EXERCISE 1: For the passage on cereal grains, state whether each statement agrees with it, answering yes or no and quoting the deciding words: (a) Indian corn is native to North America. (b) The Dutch introduced barley to South America. (c) The seed rice that reached North America came on a ship from Madagascar.
EXERCISE 2: Pick up the passage on cereal grains after its final sentence and continue it.

ARTICLE:
###

Cereals study book I was thumbing through the 1935 unit study book (# 605) for school entitled "Cereals" by Lydia J. Trowbridge which I found on eBay. Did you know that none of the cereal grains, except Indian corn, is native to North America? Rice was found growing wild in China thousands of years ago. Rice is thought to have arrived in North America in 1694: "a ship from Madagascar put into Charleston harbor for repairs. When the repairs had been made, the captain gave the Governor of South Carolina a present... of great value from the Orient --- a sack of seed rice".

According to Innvista, "Barley is thought to have originated before 8000 BC as a wild grass in the dry lands of southwest Asia, where wild strains can still be found. Recent research shows that it may have had two centers of origin. One in the highlands of Ethiopia and the other in southeast Asia. By 5000 BC, barley was known to have been cultivated in Egypt. As far back as 3500 BC, the Sumerians used barley as a basis for both a measuring and a monetary system. The Babylonian Code of Hammurabi mentions the grain as a means of simple monetary exchange. The Spanish introduced barley to South America in the mid 1500s. Colonists took it to the southwestern US in the early 1600s; and English and Dutch settlers took European varieties to the eastern areas of the US."

###

(Position identification records)
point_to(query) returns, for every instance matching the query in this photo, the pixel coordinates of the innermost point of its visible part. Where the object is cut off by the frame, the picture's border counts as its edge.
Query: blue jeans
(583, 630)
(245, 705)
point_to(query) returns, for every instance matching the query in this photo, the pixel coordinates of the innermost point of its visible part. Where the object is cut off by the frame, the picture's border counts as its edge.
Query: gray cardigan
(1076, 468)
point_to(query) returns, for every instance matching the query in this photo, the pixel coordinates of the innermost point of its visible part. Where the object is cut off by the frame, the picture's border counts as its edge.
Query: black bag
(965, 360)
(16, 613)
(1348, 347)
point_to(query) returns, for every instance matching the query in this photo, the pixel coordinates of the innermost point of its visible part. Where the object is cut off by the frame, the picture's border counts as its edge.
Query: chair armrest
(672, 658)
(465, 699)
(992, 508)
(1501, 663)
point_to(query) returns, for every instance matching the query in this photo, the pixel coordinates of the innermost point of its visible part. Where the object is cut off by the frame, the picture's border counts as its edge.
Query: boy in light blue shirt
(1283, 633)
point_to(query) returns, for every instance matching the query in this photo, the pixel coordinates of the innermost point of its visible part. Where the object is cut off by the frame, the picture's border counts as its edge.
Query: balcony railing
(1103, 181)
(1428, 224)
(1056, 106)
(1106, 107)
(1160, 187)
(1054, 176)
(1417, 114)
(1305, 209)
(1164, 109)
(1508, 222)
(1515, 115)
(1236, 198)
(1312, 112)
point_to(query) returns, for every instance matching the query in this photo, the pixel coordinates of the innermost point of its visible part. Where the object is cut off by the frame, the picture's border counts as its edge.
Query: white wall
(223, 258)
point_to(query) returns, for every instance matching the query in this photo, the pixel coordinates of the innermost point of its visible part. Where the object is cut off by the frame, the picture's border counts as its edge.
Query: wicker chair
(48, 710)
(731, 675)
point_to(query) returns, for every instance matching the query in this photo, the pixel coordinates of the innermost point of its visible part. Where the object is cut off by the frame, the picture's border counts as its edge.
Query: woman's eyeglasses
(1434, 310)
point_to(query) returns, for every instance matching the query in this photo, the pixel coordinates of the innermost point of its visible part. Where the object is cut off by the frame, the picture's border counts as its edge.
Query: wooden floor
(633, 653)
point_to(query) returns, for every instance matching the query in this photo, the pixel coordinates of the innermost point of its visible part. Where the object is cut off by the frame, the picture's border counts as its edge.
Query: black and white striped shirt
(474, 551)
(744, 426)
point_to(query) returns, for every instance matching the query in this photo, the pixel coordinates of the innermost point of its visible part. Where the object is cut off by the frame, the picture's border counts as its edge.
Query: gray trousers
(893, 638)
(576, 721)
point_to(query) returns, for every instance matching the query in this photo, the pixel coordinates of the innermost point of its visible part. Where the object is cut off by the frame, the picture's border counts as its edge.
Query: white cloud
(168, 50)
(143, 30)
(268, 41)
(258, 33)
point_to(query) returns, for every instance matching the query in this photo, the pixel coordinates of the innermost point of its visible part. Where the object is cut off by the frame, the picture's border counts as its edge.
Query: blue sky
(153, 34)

###

WRITTEN REPLY 1:
(a) Yes: "none of the cereal grains, except Indian corn, is native to North America"
(b) No: "The Spanish introduced barley to South America in the mid 1500s."
(c) Yes: "a ship from Madagascar put into Charleston harbor for repairs"

WRITTEN REPLY 2:
Oats and Rye are younger grains. New Hall Mill suggests that "Rye probably originated from the mountains of North Africa and the Near and Middle East, evolving as a food crop about 3,000 BC." Innvista says "Rye appears to have existed during the Bronze Age, but only came into cultivation after that of wheat, barley, and oats. The Egyptians and Sumerians did not include it in their range of crops, and the ancient Greeks and Turks labeled it as an intrusive weed -- just like oats. It appeared in Europe about the time of the Middle Ages when, rather than separating it, rye was ground along with the wheat into a flour."

Lance Gibson and Garren Benson, Iowa State University, Department of Agronomy, write that "our present cultivated oats developed as a mutation from wild oats. They think this may have taken place in Asia Minor or southeastern Europe not long before the birth of Christ. Probably the oldest known oat grains were found in Egypt among remains of the 12th Dynasty, which was about 2,000 B.C. These probably were weeds and not actually cultivated by the Egyptians. The oldest known cultivated oats were found in caves in Switzerland that are believed to belong to the Bronze Age. Oats were first brought to North America with other grains in 1602 and planted on the Elizabeth Islands off the coast of Massachusetts."

Lance Gibson and Garren Benson suggest "Wheat is believed to have originated in southwestern Asia. Some of the earliest remains of the crop have been found in Syria, Jordan, and Turkey. Primitive relatives of present day wheat have been discovered in some of the oldest excavations of the world in eastern Iraq, which date back 9,000 years."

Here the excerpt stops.